The problem - Copy out the listing below line for line, changing nothing.

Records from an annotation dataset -
▼
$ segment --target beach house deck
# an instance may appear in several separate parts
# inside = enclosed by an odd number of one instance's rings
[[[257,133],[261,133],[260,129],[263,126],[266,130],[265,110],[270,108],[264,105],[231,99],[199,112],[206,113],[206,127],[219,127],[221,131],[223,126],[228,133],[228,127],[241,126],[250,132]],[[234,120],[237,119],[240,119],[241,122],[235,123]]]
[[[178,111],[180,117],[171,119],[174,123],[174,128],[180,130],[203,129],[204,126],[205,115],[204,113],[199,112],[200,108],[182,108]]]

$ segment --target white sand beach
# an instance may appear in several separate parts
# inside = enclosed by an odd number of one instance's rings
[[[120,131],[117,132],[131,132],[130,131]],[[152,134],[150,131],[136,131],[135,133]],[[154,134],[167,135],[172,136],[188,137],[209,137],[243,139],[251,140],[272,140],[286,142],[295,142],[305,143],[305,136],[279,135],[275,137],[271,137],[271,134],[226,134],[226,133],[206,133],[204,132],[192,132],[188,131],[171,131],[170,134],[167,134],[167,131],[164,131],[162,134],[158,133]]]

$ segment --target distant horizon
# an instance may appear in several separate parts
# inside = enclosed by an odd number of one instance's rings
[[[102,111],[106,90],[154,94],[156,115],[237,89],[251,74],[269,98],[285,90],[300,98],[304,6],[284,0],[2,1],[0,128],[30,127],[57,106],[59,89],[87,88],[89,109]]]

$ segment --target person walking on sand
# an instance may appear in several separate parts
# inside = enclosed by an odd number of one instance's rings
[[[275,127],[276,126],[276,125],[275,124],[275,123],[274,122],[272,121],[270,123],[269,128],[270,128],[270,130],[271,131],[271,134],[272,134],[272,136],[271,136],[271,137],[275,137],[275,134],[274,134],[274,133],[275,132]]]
▲
Answer to the task -
$ segment --target beach house deck
# an instance may appear in several separate parts
# inside = enclosed by an odd number of one instance's rings
[[[257,133],[261,133],[260,129],[263,126],[266,130],[265,110],[270,108],[264,105],[231,99],[199,112],[206,113],[206,127],[219,127],[221,131],[223,126],[228,133],[228,127],[241,126],[250,132]],[[234,120],[237,119],[240,119],[241,122],[235,123]]]
[[[178,111],[180,117],[171,119],[174,123],[174,128],[180,130],[203,129],[204,126],[205,115],[204,113],[199,112],[200,108],[182,108]]]

$ segment --target white sand beach
# an instance may appear in several separate parts
# inside = enclosed by an odd number of one instance's rings
[[[120,131],[117,132],[131,132],[130,131]],[[152,134],[150,131],[136,131],[135,133]],[[154,134],[167,135],[172,136],[188,137],[209,137],[243,139],[251,140],[272,140],[286,142],[295,142],[305,143],[305,136],[279,135],[275,137],[271,137],[271,134],[226,134],[226,133],[206,133],[204,132],[192,132],[188,131],[171,131],[170,134],[167,134],[167,131],[164,131],[162,134],[158,133]]]

$ segment --target distant horizon
# an instance may appear in several separate parts
# inside = enclosed by an odd number of one instance's rings
[[[102,111],[106,90],[154,94],[156,115],[237,89],[251,74],[269,98],[285,90],[300,98],[304,6],[284,0],[2,1],[0,128],[30,127],[57,106],[59,89],[87,88],[89,109]]]

$ segment --target person walking on sand
# an instance may appear in several separate parts
# inside = enclosed by an odd number of one instance's rings
[[[275,127],[276,126],[276,125],[275,124],[275,123],[274,122],[272,121],[270,123],[269,128],[270,128],[270,130],[271,131],[271,134],[272,134],[272,136],[271,136],[271,137],[275,137],[275,134],[274,134],[274,133],[275,132]]]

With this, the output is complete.